| Exercise data |
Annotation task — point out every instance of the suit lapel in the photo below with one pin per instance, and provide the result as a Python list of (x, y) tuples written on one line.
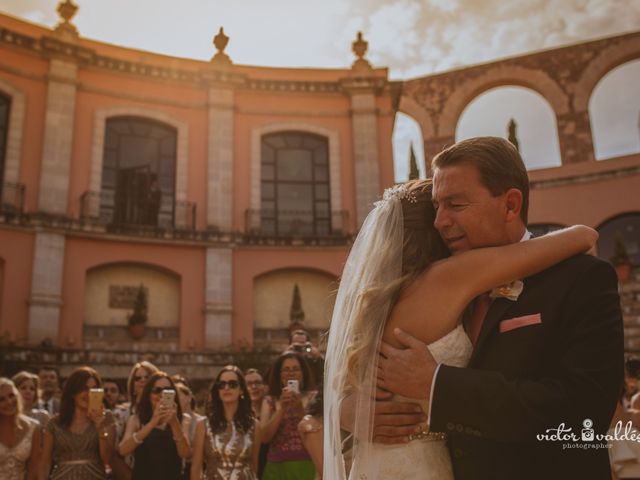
[(495, 313)]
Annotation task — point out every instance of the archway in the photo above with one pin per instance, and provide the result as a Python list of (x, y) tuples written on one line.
[(489, 114), (406, 135), (614, 113)]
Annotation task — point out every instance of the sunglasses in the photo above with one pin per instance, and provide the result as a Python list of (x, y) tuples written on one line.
[(158, 390), (232, 384)]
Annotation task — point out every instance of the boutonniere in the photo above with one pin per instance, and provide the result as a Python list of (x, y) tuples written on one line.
[(510, 291)]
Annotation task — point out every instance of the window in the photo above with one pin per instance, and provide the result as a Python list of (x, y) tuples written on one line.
[(5, 107), (138, 172), (295, 197)]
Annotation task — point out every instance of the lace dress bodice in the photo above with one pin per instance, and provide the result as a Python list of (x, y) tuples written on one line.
[(424, 458), (13, 461)]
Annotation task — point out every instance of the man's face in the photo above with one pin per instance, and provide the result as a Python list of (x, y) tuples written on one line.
[(468, 215), (48, 380)]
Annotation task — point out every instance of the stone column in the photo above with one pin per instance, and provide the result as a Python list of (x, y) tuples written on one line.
[(574, 135), (433, 146), (218, 310), (220, 159), (58, 136), (45, 301), (364, 124)]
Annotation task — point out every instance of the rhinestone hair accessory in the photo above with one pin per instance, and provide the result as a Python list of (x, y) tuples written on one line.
[(400, 192)]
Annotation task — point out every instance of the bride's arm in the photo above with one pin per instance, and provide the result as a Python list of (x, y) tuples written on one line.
[(477, 271)]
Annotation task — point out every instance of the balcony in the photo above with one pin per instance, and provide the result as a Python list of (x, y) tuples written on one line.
[(297, 226), (133, 219)]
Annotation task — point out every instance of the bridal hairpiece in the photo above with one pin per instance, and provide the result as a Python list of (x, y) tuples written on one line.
[(400, 192)]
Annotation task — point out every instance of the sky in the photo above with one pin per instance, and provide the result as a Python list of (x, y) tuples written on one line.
[(411, 37)]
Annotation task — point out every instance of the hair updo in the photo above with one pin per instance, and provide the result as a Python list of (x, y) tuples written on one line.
[(422, 244)]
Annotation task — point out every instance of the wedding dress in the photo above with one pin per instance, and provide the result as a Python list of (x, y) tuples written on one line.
[(355, 334), (424, 458)]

| Problem details |
Give back the material above exactly, without pictures.

| Exercise solution |
Annotation task — point out every instance of the suit lapel in the photo below with one pin per instance, and provide the result as a Python list of (x, y) tuples written on one line.
[(495, 313)]
Annotation task — point out every instance of the archway in the photo above with one pin per instance, and provide the result as a Python list of (x, y) tuples written on one line.
[(489, 114), (406, 135), (614, 113)]
Annotation task — point out every instance of the sunglasses in the photo above with one pin per instance, and provide the result as a Python list of (x, y) tuples written on one line.
[(158, 390), (232, 384)]
Annotation task — point out every instance of the boutonniere in the photo above with one pin per instance, and provide the result as a Python list of (x, y) tuples written on one line.
[(510, 291)]
Annotation task — point out every instance of the window in the photo above with one pin per instance, and provide the result as a Python list of (x, y) tuples written on one line.
[(5, 107), (138, 172), (295, 197)]
Annotation task — point out every instance of the lace dress bodice in the photo above with one pin per instance, and provide the result as a Python list of (x, y) tuples written on one line.
[(424, 458), (13, 461)]
Annotation task — point out every instance of the man's face in the photo above with one pin per instance, and provide the result as a Python list of (x, y) tuples written on one line.
[(468, 215), (48, 380)]
Annotation task — point out every instance of the stone column in the photo above with one pin per instance, and provide the result as a Python list of (x, y) tuples written on one line.
[(574, 135), (433, 146), (218, 310), (220, 159), (58, 136), (45, 301), (364, 124)]
Annotation task — point out every instance of the rhinestone hair accessory in the photo above with one pin per instance, and provide the result as a Python list of (x, y) tuples written on one line.
[(400, 192)]
Annotation task — point out every instance of the bride's arm in the photo above with one pin per instance, and provide the result as a Python list of (x, y) tuples written on one line.
[(477, 271)]
Annotation task — point out every instance of the balcony in the photo above with one pin per instance, and provide the result as a Python list of (x, y) tuples written on one line.
[(297, 226), (133, 219)]
Annotation task — point out every instance of the bridal hairpiece in the photo above with one pin per instance, and provide the result as a Python list of (x, y) tuples written on one line.
[(400, 192)]
Annotation task — point out every instance of the sky in the photo above with one pin per instance, and provide the result as a Python list of (x, y) tuples written on one line.
[(411, 37)]
Annotation task — point out every instance of the hair updo in the photo above with one pin per instance, and provide the result as a Python list of (x, y) tuples written on one line.
[(422, 244)]
Annotation task — point out every instance of the wedding dress in the photo above with one pin per instance, and provide the result as a Python list of (x, y) tuples written on one line.
[(355, 334), (424, 458)]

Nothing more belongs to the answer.